◆ **Your tasks**
[A] In the biography of Ana Jonas below, condense the paragraph beginning "Ana Masiulis was born in Rokiškis" into a shorter version that retains its main facts.
[B] Reproduce the biography of Ana Jonas below from "Ana Masiulis Jonas" up to and including "citizenship in 1967.", swapping "Argentina" for "Chile".

(Source extract Opens)

- Born: Ana Masiulis 24 November 1943 Rokiškis, Lithuania
- Died: 12 June 2024 (aged 80) Alaska, U.S.
- Occupations: Biochemist, medical researcher, college professor
- Spouse: Jiri Jonas

= Ana Jonas =

American biochemist (1943–2024)

Ana Masiulis Jonas (November 24, 1943 – June 12, 2024) was an American biochemist born in Lithuania. She was on the faculty of the University of Illinois Urbana-Champaign (UIUC) from 1974 until 2001. Her research "advanced our understanding of the role lipoproteins play in cardiovascular disease".

==Early life and education==
Ana Masiulis was born in Rokiškis, Lithuania. She was a refugee in Germany as a baby, and was raised in Argentina. She moved to the United States in 1962, with her family. She graduated from the University of Illinois Chicago in 1966, and completed doctoral studies in biochemistry at the University of Illinois Urbana-Champaign (UIUC) in 1970. Her doctoral dissertation was titled "Physicochemical Studies on the Tertiary Structure of Bovine Serum Albumin." She was granted United States citizenship in 1967.

(Source extract Closes)
(Recorded information Opens)

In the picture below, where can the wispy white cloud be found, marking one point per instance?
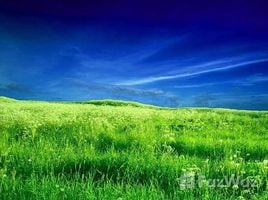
(195, 71)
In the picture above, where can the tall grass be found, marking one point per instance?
(124, 151)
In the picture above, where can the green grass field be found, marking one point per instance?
(125, 150)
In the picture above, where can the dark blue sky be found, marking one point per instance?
(168, 53)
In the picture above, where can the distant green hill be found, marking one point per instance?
(111, 102)
(110, 149)
(6, 99)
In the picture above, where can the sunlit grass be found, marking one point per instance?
(105, 150)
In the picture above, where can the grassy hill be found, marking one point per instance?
(125, 150)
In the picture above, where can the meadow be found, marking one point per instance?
(124, 150)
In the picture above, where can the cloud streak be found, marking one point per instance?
(213, 68)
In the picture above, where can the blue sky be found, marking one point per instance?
(177, 53)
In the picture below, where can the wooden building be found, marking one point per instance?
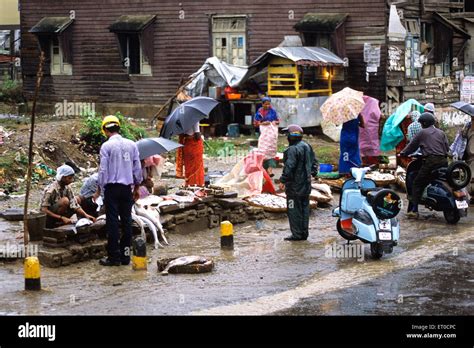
(87, 43)
(428, 65)
(131, 55)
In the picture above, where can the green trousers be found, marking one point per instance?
(298, 215)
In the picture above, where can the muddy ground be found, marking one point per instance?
(429, 273)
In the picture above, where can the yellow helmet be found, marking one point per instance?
(108, 120)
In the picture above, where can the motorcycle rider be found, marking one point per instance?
(434, 148)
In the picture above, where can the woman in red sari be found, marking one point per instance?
(191, 157)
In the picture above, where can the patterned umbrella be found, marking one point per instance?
(343, 106)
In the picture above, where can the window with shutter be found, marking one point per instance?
(229, 39)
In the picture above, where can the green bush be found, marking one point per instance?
(11, 91)
(92, 134)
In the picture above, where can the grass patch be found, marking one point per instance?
(222, 148)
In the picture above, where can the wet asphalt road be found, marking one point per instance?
(429, 273)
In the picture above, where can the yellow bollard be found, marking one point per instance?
(227, 235)
(139, 260)
(32, 274)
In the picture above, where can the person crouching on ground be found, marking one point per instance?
(58, 201)
(300, 164)
(120, 169)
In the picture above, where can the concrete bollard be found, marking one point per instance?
(139, 261)
(227, 235)
(32, 274)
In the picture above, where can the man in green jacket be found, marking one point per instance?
(300, 164)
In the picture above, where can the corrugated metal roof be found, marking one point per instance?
(450, 24)
(320, 22)
(135, 23)
(50, 25)
(319, 55)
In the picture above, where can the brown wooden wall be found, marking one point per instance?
(428, 88)
(181, 46)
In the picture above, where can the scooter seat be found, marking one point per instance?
(364, 192)
(439, 173)
(371, 195)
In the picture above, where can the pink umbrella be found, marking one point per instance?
(343, 106)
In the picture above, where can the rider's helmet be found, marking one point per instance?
(427, 120)
(109, 121)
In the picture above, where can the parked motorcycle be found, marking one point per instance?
(368, 213)
(446, 191)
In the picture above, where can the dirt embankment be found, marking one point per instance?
(55, 142)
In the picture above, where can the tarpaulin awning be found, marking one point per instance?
(392, 134)
(220, 73)
(51, 25)
(320, 22)
(312, 56)
(131, 24)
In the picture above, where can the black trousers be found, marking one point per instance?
(118, 200)
(298, 215)
(424, 176)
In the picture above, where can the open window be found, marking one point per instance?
(444, 32)
(135, 36)
(55, 40)
(326, 30)
(229, 39)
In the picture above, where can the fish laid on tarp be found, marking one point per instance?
(323, 188)
(186, 261)
(150, 200)
(268, 201)
(319, 197)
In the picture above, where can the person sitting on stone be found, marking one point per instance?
(58, 201)
(88, 195)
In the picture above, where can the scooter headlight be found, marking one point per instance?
(363, 216)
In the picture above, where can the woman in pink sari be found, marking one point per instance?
(267, 120)
(369, 142)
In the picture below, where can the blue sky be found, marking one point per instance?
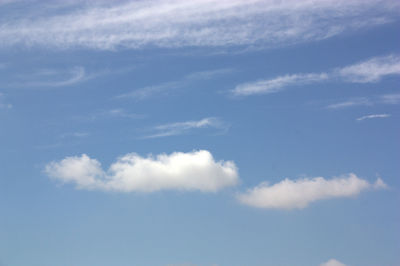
(199, 133)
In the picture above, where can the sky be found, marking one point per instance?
(199, 133)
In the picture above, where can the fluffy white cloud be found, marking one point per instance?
(176, 23)
(373, 116)
(195, 170)
(332, 262)
(371, 70)
(298, 194)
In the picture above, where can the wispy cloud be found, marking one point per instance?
(371, 70)
(277, 84)
(195, 170)
(373, 116)
(166, 87)
(364, 101)
(332, 262)
(110, 114)
(298, 194)
(50, 78)
(390, 98)
(173, 23)
(75, 135)
(351, 103)
(180, 128)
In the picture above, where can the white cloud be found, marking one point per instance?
(180, 128)
(332, 262)
(371, 70)
(195, 170)
(298, 194)
(390, 98)
(109, 114)
(51, 78)
(146, 92)
(373, 116)
(175, 23)
(351, 103)
(277, 84)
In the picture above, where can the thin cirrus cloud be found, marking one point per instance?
(179, 128)
(199, 23)
(189, 171)
(167, 87)
(332, 262)
(369, 71)
(277, 84)
(51, 78)
(298, 194)
(373, 116)
(364, 101)
(351, 103)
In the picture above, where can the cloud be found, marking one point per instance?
(373, 116)
(332, 262)
(146, 92)
(109, 25)
(180, 128)
(109, 114)
(51, 78)
(277, 84)
(364, 101)
(298, 194)
(351, 103)
(195, 170)
(390, 98)
(371, 70)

(Recorded information Closes)

◆ **Task solutions**
[A] Born in Rokiškis, Lithuania, Ana Masiulis was a refugee in Germany as a baby, grew up in Argentina, and moved with her family to the United States in 1962. She became a U.S. citizen in 1967, graduated from the University of Illinois Chicago in 1966, and earned a doctorate in biochemistry at UIUC in 1970 with a dissertation titled "Physicochemical Studies on the Tertiary Structure of Bovine Serum Albumin."

[B]
Ana Masiulis Jonas (November 24, 1943 – June 12, 2024) was an American biochemist born in Lithuania. She was on the faculty of the University of Illinois Urbana-Champaign (UIUC) from 1974 until 2001. Her research "advanced our understanding of the role lipoproteins play in cardiovascular disease".

==Early life and education==
Ana Masiulis was born in Rokiškis, Lithuania. She was a refugee in Germany as a baby, and was raised in Chile. She moved to the United States in 1962, with her family. She graduated from the University of Illinois Chicago in 1966, and completed doctoral studies in biochemistry at the University of Illinois Urbana-Champaign (UIUC) in 1970. Her doctoral dissertation was titled "Physicochemical Studies on the Tertiary Structure of Bovine Serum Albumin." She was granted United States citizenship in 1967.